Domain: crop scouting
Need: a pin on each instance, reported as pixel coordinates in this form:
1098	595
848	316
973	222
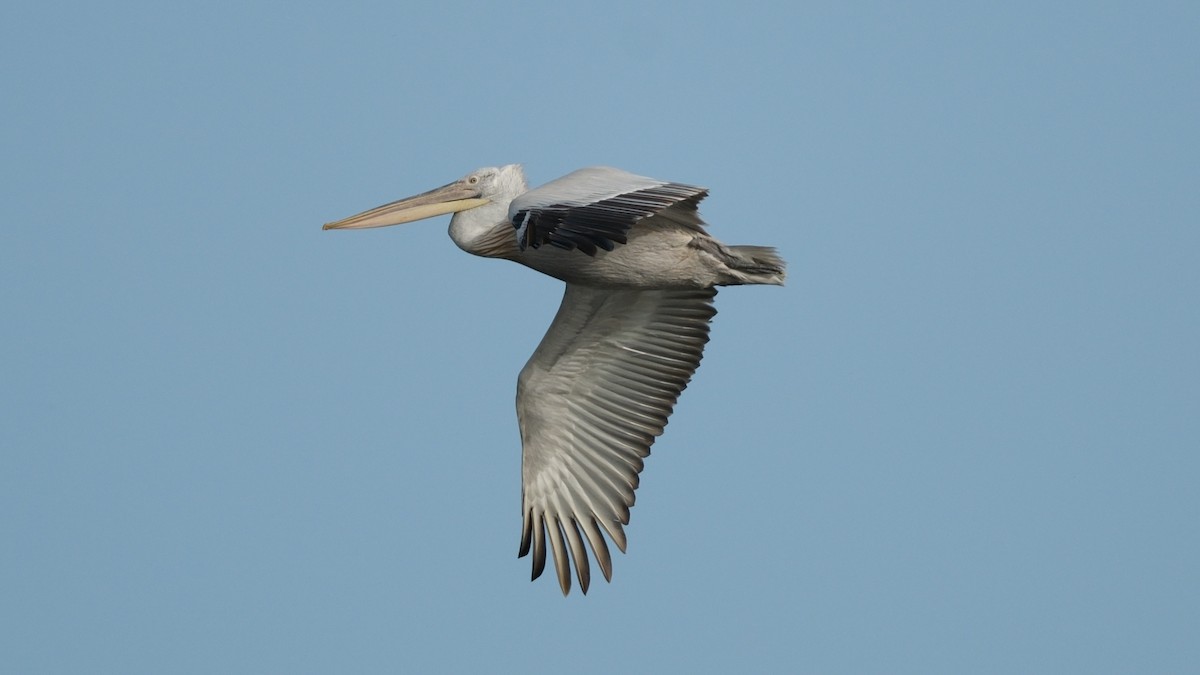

※

- [WHAT NEEDS TO BE DONE] Repeat all of the material above line for line, leaving out the pictures.

- [WRITTEN ANSWER]
Domain: crop scouting
Need: a pin on each instance, reported as pixel coordinates in this form:
1098	595
848	316
973	222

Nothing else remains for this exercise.